DATASET ENTRIES:

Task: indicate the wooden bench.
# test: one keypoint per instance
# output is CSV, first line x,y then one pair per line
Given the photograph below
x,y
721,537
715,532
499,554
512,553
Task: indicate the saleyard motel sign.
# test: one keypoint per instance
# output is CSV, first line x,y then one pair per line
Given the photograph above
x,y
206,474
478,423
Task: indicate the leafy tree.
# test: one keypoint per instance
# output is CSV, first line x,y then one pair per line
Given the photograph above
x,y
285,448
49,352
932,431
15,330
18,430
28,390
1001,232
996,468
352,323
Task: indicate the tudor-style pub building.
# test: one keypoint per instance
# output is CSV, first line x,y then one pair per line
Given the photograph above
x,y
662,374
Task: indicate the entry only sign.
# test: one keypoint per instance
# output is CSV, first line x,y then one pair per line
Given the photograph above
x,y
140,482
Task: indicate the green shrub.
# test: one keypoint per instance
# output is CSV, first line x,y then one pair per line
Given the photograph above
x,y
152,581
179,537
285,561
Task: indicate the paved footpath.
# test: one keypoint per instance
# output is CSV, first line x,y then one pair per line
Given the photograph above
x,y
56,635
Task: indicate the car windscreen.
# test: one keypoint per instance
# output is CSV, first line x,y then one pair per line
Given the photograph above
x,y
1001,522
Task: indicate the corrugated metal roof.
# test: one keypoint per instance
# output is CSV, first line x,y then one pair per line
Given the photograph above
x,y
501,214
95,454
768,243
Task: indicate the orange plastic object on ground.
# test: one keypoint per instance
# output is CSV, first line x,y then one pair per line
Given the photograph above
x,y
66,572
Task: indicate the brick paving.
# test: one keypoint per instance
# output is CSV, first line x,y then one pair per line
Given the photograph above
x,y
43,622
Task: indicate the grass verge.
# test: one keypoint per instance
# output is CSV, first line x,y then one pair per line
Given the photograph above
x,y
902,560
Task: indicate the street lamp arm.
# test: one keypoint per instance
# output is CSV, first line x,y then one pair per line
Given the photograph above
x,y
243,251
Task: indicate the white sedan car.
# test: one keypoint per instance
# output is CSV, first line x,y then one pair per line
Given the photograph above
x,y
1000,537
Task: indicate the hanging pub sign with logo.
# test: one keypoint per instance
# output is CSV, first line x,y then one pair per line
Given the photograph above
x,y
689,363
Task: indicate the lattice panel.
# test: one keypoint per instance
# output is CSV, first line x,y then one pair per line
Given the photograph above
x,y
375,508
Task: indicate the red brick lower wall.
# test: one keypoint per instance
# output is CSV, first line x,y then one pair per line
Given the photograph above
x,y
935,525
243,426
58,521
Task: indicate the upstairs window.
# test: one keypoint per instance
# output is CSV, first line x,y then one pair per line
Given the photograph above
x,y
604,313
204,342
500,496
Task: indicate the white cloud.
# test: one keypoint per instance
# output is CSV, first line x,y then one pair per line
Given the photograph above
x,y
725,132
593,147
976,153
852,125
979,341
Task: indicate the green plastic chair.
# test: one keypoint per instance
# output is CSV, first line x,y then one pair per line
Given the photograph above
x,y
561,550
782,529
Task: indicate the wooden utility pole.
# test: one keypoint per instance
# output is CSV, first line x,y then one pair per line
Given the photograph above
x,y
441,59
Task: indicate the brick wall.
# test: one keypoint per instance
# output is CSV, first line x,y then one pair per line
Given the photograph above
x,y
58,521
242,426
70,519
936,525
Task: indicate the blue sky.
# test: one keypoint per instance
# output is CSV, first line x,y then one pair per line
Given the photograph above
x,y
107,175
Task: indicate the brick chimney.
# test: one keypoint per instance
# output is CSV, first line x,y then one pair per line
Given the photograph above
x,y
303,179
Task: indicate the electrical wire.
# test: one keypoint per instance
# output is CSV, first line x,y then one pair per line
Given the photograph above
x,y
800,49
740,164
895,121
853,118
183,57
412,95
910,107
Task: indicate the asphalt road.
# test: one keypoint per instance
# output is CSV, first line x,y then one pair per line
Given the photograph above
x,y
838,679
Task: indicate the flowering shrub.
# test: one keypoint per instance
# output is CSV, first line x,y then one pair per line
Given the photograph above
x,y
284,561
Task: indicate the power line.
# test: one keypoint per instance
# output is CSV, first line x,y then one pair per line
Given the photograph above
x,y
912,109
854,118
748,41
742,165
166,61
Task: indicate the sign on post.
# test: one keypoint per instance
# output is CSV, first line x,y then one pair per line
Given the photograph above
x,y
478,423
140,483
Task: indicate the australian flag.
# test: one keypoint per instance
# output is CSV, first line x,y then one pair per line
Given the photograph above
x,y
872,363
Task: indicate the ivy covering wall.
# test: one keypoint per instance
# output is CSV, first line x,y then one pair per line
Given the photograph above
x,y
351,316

WHAT IS NEEDED:
Write the complete data out, exactly as above.

WRITTEN SOLUTION:
Task: indicate the wooden bench.
# test: one keypoint per instance
# output is CSV, first line x,y then one pair per line
Given the photograph below
x,y
721,537
715,532
499,554
512,553
Task: indicate the saleyard motel sign.
# test: one keypoint per instance
# output is CSV, first line x,y then one pair per line
Given the photograph above
x,y
206,474
478,423
Task: indicate the leafy tree.
# test: one keypoint per instance
# output is CSV, first line x,y then one pair per line
Given the photograph above
x,y
285,448
49,352
932,431
15,330
18,430
28,390
1001,232
996,468
352,323
Task: indicate the tudor-style pub building.
# test: one keypoint per instance
# output is CSV, first line x,y then one pair per line
Given the photograph above
x,y
662,374
Task: indicate the entry only sign.
# test: one keypoint per instance
# output is CSV, first line x,y then one pair per line
Given the photograph above
x,y
140,482
Task: indicate the green shrub.
# test: one keypoint per instance
# output is CSV, first line x,y then one pair per line
Given the photograph above
x,y
152,581
179,537
285,561
Task: indicate the paved footpath.
# test: one keypoint per instance
# output is CSV, first line x,y then one pair per line
Given the photograph above
x,y
56,635
Task: indicate the car windscreen.
# test: one keypoint per instance
# output is CSV, first line x,y then one pair per line
Given the photograph above
x,y
1001,522
Task: indicate the corrugated metal roof.
# test: one keypoint per instance
# output is CSV, first line x,y then one pair per line
Given the photograph above
x,y
501,214
95,454
768,243
Task: indicate the orange plastic object on ground.
# test: one keypoint per instance
# output is CSV, first line x,y then one pair per line
Given the photograph above
x,y
66,572
Task: indicate the brick paving.
# test: one keypoint per instance
# output is CSV, first line x,y then one pair per line
Given the photograph above
x,y
43,622
Task: indicate the grass verge.
# test: one keypoint per instance
# output is CSV, first line x,y then one pair per line
Given the photograph above
x,y
902,560
Task: indicate the street lamp arm.
# test: one keypoint per instance
# output is CSV, first line x,y then one pair per line
Given the photograph above
x,y
243,251
Task: indicate the white sedan car.
# test: one keypoint per instance
# output is CSV, first line x,y then one pair per line
Given the photograph above
x,y
1000,537
Task: indicate the hanging pub sign with logo.
# test: one keypoint per instance
# output is CSV, first line x,y then one pair per line
Given the photograph above
x,y
689,363
Task: indicate the lattice panel.
# test: one keypoint per instance
# output is CSV, first line x,y then one pair per line
Given the photograph above
x,y
375,508
Task: indicate the red brick lower wall.
# test: one keypoint per instance
# output is CSV, first line x,y then one pair per line
Given the photograph above
x,y
935,525
243,426
58,521
Task: indicate the upstairs window.
# test: one keypoint per instance
# output is CSV, first line x,y then one pair per line
Given the photograph above
x,y
604,313
204,342
500,496
Task: indicate the white cloud.
# test: one keypoint per instance
# output is CSV, first line x,y then one pair per line
Given the photograph above
x,y
725,132
593,147
976,153
852,125
979,341
Task: indicate the green plastic chair.
# test: one keypoint per instance
# output is CSV, first line x,y then one pair per line
Given the photograph above
x,y
561,550
782,529
Task: indicate the wooden utility pole.
# test: one keypoint per instance
# output is CSV, first line x,y then one pair per line
Given the photograph above
x,y
441,59
Task: indicate the brick wall.
# test: one keypoint per instance
# output is CSV, first line x,y then one pair per line
Given the photograph above
x,y
58,521
242,426
70,519
936,525
Task: indicate the blue sky.
# test: one keypoint per instance
# output is CSV, first line x,y then one pair per line
Given the photograph above
x,y
107,175
Task: indicate the brick chimney.
# test: one keypoint per instance
# output is CSV, first line x,y then one pair per line
Given the photograph above
x,y
303,179
Task: indicate the electrical wire.
# test: one keypoint per instance
# output is CSV, first line x,y then one pair per line
Given the photograph above
x,y
800,49
740,164
895,121
853,118
183,57
412,95
910,107
Task: indicate the asphalt road.
# test: one keypoint per instance
# output is CSV, first line x,y then one pair per line
Given the photograph above
x,y
838,679
Task: indicate the flowering shrub.
# test: one keypoint per instance
# output is CSV, first line x,y then one pair per line
Given the photograph above
x,y
284,561
Task: indicate the power line.
# test: one keypoint per instance
# output is CSV, first line x,y then one pair per line
Given the photograph above
x,y
912,109
854,118
748,41
742,165
166,61
Task: indicate the sign on post.
# test: one keypoint per instance
# output is CSV, first line x,y then one pair per line
Given the photograph above
x,y
478,423
140,483
Task: indicate the australian flag.
# test: one keypoint per instance
# output is CSV, first line x,y then one pair per line
Given the photograph above
x,y
872,363
Task: indicate the ivy covering wall.
# test: one keypoint per instance
# output is CSV, first line x,y then one pair per line
Given the photograph above
x,y
351,316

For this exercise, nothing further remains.